Foto: REUTERS/Brian Snyder

Amerikanische Apartmenthäuser, muss man wissen, sind oft wie Hotels organisiert, mit einer Rezeption am Eingang. Wer sie betritt oder verlässt, dem schallt unweigerlich ein freundlich-routiniertes "How're you doin'?" entgegen – woran die Corona-Krise übrigens nichts geändert hat, höchstens dass der Ton noch freundlicher, aber weniger routiniert ist. Neu ist, dass der Hausmeister nur noch in Notfällen kommt: Wasserrohrbruch, Kühlschrank defekt, Türschloss kaputt. Feuer. Vor drei Tagen teilte die Verwaltung unseres Hauses mit seinen 17 Etagen und 340 Wohnungen mit, dass man den Fahrstuhl möglichst nicht mehr benutzen und stattdessen Treppen steigen soll.

ARBEITSANWEISUNGEN:
1. Zählen Sie, wie viele der nachfolgenden Zeilen die Zeichenfolge „chair“ enthalten, und beachten Sie dabei die Groß- und Kleinschreibung. Nennen Sie ausschließlich die Zahl.
2. Führen Sie den obigen Text über das amerikanische Apartmenthaus in der Corona-Krise im Anschluss an seinen letzten Satz weiter.

DATENAUSZUG:
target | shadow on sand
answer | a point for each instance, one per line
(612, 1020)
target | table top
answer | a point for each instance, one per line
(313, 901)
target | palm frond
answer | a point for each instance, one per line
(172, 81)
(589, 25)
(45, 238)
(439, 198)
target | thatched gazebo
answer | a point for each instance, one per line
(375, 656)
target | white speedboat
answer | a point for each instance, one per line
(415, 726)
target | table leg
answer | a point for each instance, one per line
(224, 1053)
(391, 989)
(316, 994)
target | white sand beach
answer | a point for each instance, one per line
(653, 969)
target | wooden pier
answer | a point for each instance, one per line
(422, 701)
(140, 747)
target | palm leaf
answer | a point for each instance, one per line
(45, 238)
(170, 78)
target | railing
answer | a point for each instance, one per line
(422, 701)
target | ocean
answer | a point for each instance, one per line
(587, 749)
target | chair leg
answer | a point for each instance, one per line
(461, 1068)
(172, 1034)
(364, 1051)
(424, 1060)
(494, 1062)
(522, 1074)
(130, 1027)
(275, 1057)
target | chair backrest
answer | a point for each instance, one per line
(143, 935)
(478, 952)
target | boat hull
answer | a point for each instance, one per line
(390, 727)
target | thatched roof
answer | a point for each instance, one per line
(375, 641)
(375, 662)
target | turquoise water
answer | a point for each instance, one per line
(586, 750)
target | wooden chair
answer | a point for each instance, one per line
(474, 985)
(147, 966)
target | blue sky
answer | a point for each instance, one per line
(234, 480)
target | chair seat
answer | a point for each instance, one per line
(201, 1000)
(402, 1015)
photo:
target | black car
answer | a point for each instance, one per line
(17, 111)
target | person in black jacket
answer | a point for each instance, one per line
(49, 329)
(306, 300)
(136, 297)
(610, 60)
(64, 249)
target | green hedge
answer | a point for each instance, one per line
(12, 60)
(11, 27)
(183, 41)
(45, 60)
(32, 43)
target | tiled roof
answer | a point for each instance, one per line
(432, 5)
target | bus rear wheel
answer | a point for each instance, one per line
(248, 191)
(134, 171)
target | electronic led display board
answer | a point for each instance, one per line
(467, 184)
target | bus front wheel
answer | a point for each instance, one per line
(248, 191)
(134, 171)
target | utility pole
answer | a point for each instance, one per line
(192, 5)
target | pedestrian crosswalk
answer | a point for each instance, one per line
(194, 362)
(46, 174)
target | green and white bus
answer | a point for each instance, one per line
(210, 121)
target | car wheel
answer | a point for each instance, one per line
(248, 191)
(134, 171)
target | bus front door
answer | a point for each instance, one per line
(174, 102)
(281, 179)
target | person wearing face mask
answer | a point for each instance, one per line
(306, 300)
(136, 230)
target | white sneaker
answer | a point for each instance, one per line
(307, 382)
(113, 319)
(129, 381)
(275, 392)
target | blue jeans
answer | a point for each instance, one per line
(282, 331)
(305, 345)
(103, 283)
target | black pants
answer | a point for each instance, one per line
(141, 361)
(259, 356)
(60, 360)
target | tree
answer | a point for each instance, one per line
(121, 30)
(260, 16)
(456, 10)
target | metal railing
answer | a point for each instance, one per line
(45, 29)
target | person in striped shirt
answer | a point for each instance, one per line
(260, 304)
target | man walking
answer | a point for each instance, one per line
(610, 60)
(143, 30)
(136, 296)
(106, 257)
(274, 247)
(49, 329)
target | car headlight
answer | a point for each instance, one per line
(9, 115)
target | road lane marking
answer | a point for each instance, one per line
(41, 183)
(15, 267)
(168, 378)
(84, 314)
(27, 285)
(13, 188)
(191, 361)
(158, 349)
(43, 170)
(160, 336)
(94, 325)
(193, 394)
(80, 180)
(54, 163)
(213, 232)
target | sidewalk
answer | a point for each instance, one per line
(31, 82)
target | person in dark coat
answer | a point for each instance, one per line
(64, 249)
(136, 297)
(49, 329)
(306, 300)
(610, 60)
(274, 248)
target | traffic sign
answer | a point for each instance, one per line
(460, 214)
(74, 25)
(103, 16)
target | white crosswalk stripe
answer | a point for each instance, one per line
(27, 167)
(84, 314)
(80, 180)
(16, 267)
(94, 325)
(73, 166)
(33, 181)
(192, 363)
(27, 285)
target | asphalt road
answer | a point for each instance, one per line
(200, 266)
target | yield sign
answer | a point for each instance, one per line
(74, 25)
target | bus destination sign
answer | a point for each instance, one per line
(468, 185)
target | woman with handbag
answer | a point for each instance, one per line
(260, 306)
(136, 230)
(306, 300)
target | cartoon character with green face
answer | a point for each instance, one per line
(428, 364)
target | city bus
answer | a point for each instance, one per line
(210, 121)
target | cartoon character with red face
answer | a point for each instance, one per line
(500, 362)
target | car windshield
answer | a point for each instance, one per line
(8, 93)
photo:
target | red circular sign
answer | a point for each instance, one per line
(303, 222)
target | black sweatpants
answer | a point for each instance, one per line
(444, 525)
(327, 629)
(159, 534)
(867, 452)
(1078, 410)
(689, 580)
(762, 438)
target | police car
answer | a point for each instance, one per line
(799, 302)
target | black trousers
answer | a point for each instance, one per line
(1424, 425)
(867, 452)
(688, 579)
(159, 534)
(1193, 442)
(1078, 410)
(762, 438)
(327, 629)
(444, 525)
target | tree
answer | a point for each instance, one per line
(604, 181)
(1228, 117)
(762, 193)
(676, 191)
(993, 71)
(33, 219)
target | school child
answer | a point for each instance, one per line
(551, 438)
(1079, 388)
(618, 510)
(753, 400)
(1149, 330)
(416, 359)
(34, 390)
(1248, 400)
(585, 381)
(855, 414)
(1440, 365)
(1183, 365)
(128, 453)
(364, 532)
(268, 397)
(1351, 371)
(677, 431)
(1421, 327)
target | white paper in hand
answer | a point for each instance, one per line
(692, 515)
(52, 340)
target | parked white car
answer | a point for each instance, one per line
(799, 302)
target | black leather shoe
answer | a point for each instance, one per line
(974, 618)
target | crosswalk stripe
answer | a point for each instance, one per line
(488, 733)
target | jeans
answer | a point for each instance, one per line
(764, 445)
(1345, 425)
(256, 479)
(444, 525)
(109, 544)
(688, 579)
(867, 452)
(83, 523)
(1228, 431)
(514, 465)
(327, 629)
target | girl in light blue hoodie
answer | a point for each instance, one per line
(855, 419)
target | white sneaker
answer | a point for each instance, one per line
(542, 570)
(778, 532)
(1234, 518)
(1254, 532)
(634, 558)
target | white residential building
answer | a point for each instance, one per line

LÖSUNGEN JE AUFGABE:
1. 4

2.
Vorrang für Senioren im Biosupermarkt

Bei Whole Foods, dem Biosupermarkt um die Ecke, in den ich nun immer gehe, nachdem der preiswertere in unserem Viertel im Jänner überraschend geschlossen hat, herrscht normaler Betrieb. Nur eine Regelung ist dazugekommen: Wer älter als 60 ist, kann schon ab sieben Uhr morgens einkaufen, während alle anderen bis acht warten müssen.

Es gibt alles – nur kein Toilettenpapier und keine Babywindeln. Manches wird allerdings rationiert, wohl zum ersten Mal überhaupt in der Whole-Foods-Geschichte. Pro Kunde sind zum Beispiel erlaubt: vier Packungen Reis, zwei Tetrapaks haltbare Milch, acht Dosen Suppe, zwei 2,5-Gallonen-Flaschen Mineralwasser (zweimal knapp zehn Liter) und – falls es die wieder gibt – zwei Packungen Windeln und zwei Packungen Klopapier.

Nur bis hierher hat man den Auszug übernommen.